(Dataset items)
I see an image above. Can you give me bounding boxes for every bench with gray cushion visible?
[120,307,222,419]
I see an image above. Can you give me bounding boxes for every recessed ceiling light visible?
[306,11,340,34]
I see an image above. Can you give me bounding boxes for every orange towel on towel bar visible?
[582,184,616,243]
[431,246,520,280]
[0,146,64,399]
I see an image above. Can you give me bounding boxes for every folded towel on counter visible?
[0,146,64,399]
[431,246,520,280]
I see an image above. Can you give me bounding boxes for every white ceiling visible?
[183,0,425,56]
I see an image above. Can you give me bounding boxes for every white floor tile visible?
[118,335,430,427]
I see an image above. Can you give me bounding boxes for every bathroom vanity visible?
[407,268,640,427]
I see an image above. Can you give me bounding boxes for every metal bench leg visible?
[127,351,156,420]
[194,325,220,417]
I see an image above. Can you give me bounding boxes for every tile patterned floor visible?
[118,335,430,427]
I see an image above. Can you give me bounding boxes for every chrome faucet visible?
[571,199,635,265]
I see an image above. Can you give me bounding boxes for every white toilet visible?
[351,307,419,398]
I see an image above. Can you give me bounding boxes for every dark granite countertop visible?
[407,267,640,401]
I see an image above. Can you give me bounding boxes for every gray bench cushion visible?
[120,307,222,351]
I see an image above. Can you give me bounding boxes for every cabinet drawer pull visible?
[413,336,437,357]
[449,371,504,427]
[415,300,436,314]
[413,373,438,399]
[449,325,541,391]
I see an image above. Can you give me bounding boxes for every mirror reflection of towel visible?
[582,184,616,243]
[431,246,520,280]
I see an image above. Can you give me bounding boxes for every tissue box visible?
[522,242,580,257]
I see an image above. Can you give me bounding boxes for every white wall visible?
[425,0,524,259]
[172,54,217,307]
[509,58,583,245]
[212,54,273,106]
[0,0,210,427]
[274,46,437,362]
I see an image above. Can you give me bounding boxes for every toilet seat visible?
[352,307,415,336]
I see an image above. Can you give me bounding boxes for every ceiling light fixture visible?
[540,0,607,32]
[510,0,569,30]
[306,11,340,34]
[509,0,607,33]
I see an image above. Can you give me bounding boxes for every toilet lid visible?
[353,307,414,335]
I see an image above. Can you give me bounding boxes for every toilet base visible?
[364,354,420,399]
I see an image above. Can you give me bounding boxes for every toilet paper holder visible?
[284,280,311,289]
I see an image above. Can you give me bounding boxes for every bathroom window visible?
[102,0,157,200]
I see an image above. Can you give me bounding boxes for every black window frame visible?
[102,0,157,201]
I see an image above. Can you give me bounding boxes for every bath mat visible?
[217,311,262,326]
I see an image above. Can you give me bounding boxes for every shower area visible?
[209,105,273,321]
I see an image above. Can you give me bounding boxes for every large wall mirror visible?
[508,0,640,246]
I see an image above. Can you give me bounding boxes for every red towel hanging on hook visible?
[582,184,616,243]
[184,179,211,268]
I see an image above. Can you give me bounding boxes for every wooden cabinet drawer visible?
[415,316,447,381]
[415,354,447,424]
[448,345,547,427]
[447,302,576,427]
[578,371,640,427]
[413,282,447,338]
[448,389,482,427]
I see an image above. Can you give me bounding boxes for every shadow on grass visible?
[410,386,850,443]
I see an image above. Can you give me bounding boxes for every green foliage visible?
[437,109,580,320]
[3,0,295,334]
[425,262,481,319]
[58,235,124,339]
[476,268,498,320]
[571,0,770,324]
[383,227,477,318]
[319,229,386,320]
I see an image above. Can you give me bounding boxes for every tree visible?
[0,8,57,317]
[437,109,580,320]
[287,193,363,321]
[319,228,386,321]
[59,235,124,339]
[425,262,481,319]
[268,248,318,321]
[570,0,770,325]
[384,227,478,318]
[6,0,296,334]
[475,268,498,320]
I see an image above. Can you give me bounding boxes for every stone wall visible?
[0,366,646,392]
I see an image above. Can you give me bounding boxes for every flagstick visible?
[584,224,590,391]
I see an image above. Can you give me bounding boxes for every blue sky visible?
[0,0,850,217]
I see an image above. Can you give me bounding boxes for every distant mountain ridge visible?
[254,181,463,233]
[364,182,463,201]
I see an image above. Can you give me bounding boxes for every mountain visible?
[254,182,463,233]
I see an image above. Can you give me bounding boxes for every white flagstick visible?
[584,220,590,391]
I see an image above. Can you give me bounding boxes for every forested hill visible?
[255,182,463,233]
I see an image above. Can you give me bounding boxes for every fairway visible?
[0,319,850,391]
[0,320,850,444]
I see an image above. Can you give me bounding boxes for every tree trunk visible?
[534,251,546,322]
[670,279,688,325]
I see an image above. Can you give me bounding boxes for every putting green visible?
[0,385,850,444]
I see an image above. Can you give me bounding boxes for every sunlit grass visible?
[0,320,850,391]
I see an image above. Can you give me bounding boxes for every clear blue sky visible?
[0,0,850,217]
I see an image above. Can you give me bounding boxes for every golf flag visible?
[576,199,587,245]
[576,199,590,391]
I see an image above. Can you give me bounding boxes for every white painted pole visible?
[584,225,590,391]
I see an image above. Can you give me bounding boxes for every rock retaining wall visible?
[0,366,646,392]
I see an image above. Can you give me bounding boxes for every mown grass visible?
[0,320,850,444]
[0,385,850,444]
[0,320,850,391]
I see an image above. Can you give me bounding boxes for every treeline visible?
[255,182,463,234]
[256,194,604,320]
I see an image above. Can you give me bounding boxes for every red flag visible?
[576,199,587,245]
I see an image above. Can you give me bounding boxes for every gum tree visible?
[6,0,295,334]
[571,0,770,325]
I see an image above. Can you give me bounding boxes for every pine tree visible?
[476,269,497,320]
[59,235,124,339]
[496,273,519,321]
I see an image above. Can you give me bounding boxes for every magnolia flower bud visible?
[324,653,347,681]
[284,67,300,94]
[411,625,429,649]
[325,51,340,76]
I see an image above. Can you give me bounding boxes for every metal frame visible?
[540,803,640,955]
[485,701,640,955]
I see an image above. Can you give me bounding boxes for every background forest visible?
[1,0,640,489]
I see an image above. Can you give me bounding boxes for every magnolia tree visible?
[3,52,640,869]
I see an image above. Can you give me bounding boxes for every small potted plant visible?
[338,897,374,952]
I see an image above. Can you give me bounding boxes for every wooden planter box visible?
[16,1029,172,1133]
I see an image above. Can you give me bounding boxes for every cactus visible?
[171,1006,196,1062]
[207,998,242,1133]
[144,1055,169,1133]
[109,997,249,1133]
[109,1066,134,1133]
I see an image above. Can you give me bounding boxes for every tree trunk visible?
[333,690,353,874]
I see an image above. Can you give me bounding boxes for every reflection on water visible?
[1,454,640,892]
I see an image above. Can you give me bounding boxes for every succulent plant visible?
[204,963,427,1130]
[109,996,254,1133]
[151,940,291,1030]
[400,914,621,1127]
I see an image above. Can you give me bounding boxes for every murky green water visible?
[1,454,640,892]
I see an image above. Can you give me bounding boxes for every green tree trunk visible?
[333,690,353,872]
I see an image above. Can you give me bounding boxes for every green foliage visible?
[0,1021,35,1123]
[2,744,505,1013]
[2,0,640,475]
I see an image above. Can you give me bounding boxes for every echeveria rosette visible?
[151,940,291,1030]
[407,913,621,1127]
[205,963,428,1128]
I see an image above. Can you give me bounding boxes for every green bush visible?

> EXERCISE GOAL
Would you write down every record again, exactly?

> TASK RESULT
I see an image above. Can you give me bounding boxes for every bench with gray cushion visible?
[120,307,222,419]
I see an image above. Can you give me bounding boxes for every recessed ceiling light visible?
[306,11,340,34]
I see an image above. Can you give me bounding boxes for every orange towel on towel bar visible?
[582,184,616,243]
[431,246,520,280]
[0,146,64,399]
I see an image above. Can you give me bounding boxes for every folded towel on counter visible?
[0,146,64,399]
[431,246,520,280]
I see an image above. Can you give me bounding boxes for every white ceiling visible?
[183,0,425,56]
I see an image above. Can you give me bounding boxes for every white floor tile visible?
[118,335,430,427]
I see an image above. Can you give me bounding boxes for every bathroom vanity visible?
[407,268,640,427]
I see an image above. Can you give me bounding boxes for every metal bench leg visible?
[127,351,156,420]
[194,325,220,417]
I see an image above. Can you give me bounding boxes for every tile patterned floor visible?
[118,335,430,427]
I see an image above. Can you give me bounding boxes for every chrome faucet visible?
[571,199,635,265]
I see an image above. Can you give me bounding boxes for every white toilet visible?
[351,307,419,398]
I see an image above. Can you give me bounding boxes for every dark granite countertop visible?
[407,267,640,401]
I see an image above. Can you give me bounding boxes for every gray bench cushion visible?
[120,307,222,351]
I see an image above. Can you give me bounding boxes for every cabinet drawer pull visible?
[413,336,437,357]
[449,371,504,427]
[415,300,436,314]
[413,373,438,399]
[449,325,541,391]
I see an image above. Can you give me bounding boxes for every mirror reflection of towel visible?
[582,184,616,243]
[431,246,520,280]
I see an image above. Can you give me bounding boxes for every tissue box visible?
[522,242,580,257]
I see an image above. Can you give me bounding boxes for every white wall visible?
[425,0,524,259]
[172,54,217,307]
[509,58,583,245]
[212,54,273,106]
[0,0,210,427]
[274,46,437,362]
I see an image above. Can you give me bounding boxes for every toilet seat visible?
[352,307,415,336]
I see an image above. Can you give me bounding boxes for every ceiling light fixture visible?
[540,0,607,32]
[510,0,569,30]
[306,11,340,34]
[509,0,607,33]
I see an image above. Can you give me bounding boxes for every toilet lid visible?
[353,307,414,335]
I see an image above. Can you give me bounding boxes for every toilet base visible?
[364,354,420,399]
I see an image above. Can you give me bounding boxes for every toilet paper holder visible?
[284,280,311,289]
I see an image above. Can you give me bounding boxes for every bathroom window visible?
[102,0,157,200]
I see an image above. Can you give me bounding boxes for every black window frame visible?
[102,0,157,201]
I see an image above. Can you give me bounding boxes for every bath mat visible?
[217,311,262,326]
I see an image above. Can you give me bounding boxes for every shower area visible?
[209,105,273,321]
I see an image above. Can you give me bounding boxes for every large wall mirror visible?
[508,0,640,246]
I see an image above. Can you give me bounding boxes for every red towel hanging on hook visible?
[582,184,616,243]
[184,179,211,268]
I see an image above. Can you give me bounding boxes for every wooden cabinet drawer visible?
[415,316,447,381]
[415,354,447,424]
[448,345,547,427]
[447,302,576,427]
[578,371,640,427]
[413,282,447,338]
[448,389,482,427]
I see an image above. Can you give me bounding boxes for every shadow on grass visible?
[410,386,850,443]
I see an image above. Can you give me bounding boxes for every green foliage visible?
[437,109,580,320]
[3,0,295,334]
[425,262,481,319]
[58,235,124,339]
[476,268,498,320]
[571,0,770,324]
[383,227,477,318]
[319,229,386,320]
I see an image above. Can you give me bounding boxes for every tree visible?
[0,8,57,317]
[437,109,580,320]
[287,193,363,321]
[319,228,386,321]
[59,235,124,339]
[425,262,481,319]
[268,248,318,321]
[570,0,770,325]
[384,227,478,318]
[6,0,296,334]
[475,268,498,320]
I see an image above. Can you give me bounding boxes for every stone wall visible?
[0,366,646,392]
I see an image above. Can you give me bounding boxes for every flagstick visible?
[584,224,590,391]
I see an image above. Can you give me bounding boxes for every blue sky visible?
[0,0,850,217]
I see an image above. Can you give me bounding boxes for every distant mountain ridge visible?
[254,181,463,233]
[364,182,463,201]
I see an image above. Can you give me bounding boxes for every mountain visible?
[254,182,463,233]
I see an image above. Can you give me bounding boxes for every white flagstick visible?
[584,220,590,391]
I see an image above. Can you give me bounding boxes for every forested hill visible?
[255,182,463,233]
I see an image above. Can you give me bounding boxes for every fairway visible?
[0,319,850,391]
[0,320,850,444]
I see an image above. Can you give me bounding boxes for every tree trunk visible?
[534,251,546,322]
[670,279,688,325]
I see an image above. Can you give me bounding boxes for every putting green visible?
[0,385,850,444]
I see an image above. Can you give me bounding boxes for every sunlit grass visible?
[0,320,850,391]
I see an image above. Can you give me bounding boxes for every clear blue sky visible?
[0,0,850,217]
I see an image above. Can you give me bounding boxes for every golf flag visible?
[576,199,587,245]
[576,199,590,391]
I see an image above. Can you give me bounding boxes for every white painted pole visible?
[584,225,590,391]
I see an image above. Can you give me bounding boxes for every rock retaining wall visible?
[0,366,646,392]
I see an image above. Can you give me bounding boxes for every mown grass visible?
[0,320,850,444]
[0,385,850,444]
[0,320,850,391]
I see an image above. Can you give me bounding boxes for every treeline visible?
[255,182,463,234]
[256,194,604,320]
I see an image above. Can you give me bounding boxes for every red flag visible?
[576,199,587,245]
I see an image above. Can you give me bounding boxes for every gum tree visible?
[6,0,295,334]
[571,0,770,325]
I see an image above. Can you give me bounding boxes for every pine tree visible?
[476,269,497,320]
[59,235,124,339]
[496,273,519,321]
I see an image above. Can you give me bounding boxes for every magnolia flower bud visible?
[324,653,347,681]
[284,67,300,94]
[411,625,429,649]
[325,51,340,76]
I see an image above. Can you give me bounding boxes for every metal frame visible?
[540,803,640,955]
[485,701,640,955]
I see an image above. Can you give me bounding boxes for every background forest visible?
[1,0,640,489]
I see an image above. Can you give me bounding boxes for every magnolia tree visible?
[3,52,640,869]
I see an image above. Can you give me bounding boxes for every small potted plant visible?
[338,897,374,952]
I see an image above. Can you give me bounding boxes for every wooden planter box visible?
[16,1029,172,1133]
I see an image above. Can you give me bounding boxes for every cactus visible?
[171,1006,196,1062]
[207,998,242,1133]
[144,1055,169,1133]
[109,997,249,1133]
[109,1066,134,1133]
I see an image above. Can you give me bounding boxes for every tree trunk visible?
[333,690,353,874]
I see an image above. Can you give me bounding boxes for every reflection on water visible?
[1,454,640,892]
I see an image above. Can you give me bounding boxes for every succulent plant visible?
[204,963,427,1130]
[109,996,254,1133]
[151,940,291,1030]
[400,914,621,1127]
I see an image above. Can you give me bounding boxes for every murky green water visible?
[1,454,640,892]
I see an image above. Can you give me bounding boxes for every green tree trunk visible?
[333,690,353,872]
I see an image above. Can you give me bounding boxes for every green foliage visible?
[0,1021,35,1123]
[2,744,505,1013]
[2,0,640,475]
I see an image above. Can you give me bounding boxes for every echeveria rosette visible?
[151,940,291,1030]
[407,913,621,1127]
[205,963,428,1128]
I see an image above. Can you give me bounding boxes for every green bush visible?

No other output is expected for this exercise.